**Material to process**
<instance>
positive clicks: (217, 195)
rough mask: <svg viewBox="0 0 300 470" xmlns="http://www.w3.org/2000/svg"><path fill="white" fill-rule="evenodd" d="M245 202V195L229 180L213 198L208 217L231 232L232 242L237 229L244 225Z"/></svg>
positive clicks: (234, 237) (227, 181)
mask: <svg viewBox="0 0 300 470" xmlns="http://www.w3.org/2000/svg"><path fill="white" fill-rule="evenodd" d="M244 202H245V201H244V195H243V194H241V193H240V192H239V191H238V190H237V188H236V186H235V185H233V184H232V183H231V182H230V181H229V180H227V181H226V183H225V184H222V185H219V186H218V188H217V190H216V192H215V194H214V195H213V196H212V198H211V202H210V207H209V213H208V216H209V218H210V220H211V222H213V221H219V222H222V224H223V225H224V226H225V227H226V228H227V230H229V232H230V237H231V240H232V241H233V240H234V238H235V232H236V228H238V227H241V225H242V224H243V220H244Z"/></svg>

**Task objective**
For every record above, print an exact copy.

**Task response**
<instance>
positive clicks: (217, 195)
rough mask: <svg viewBox="0 0 300 470" xmlns="http://www.w3.org/2000/svg"><path fill="white" fill-rule="evenodd" d="M245 202V195L229 180L213 198L208 217L231 232L232 242L237 229L244 225Z"/></svg>
positive clicks: (234, 237) (227, 181)
mask: <svg viewBox="0 0 300 470" xmlns="http://www.w3.org/2000/svg"><path fill="white" fill-rule="evenodd" d="M244 202H245V201H244V195H243V194H241V193H240V192H239V191H238V190H237V188H236V186H235V185H233V184H232V183H231V182H230V181H229V180H227V181H226V183H225V184H222V185H219V186H218V188H217V190H216V192H215V194H214V195H213V196H212V198H211V202H210V207H209V213H208V216H209V218H210V220H211V222H213V221H219V222H222V224H223V225H224V226H225V227H226V228H227V230H229V232H230V237H231V240H232V241H233V240H234V238H235V232H236V228H238V227H241V225H242V224H243V220H244Z"/></svg>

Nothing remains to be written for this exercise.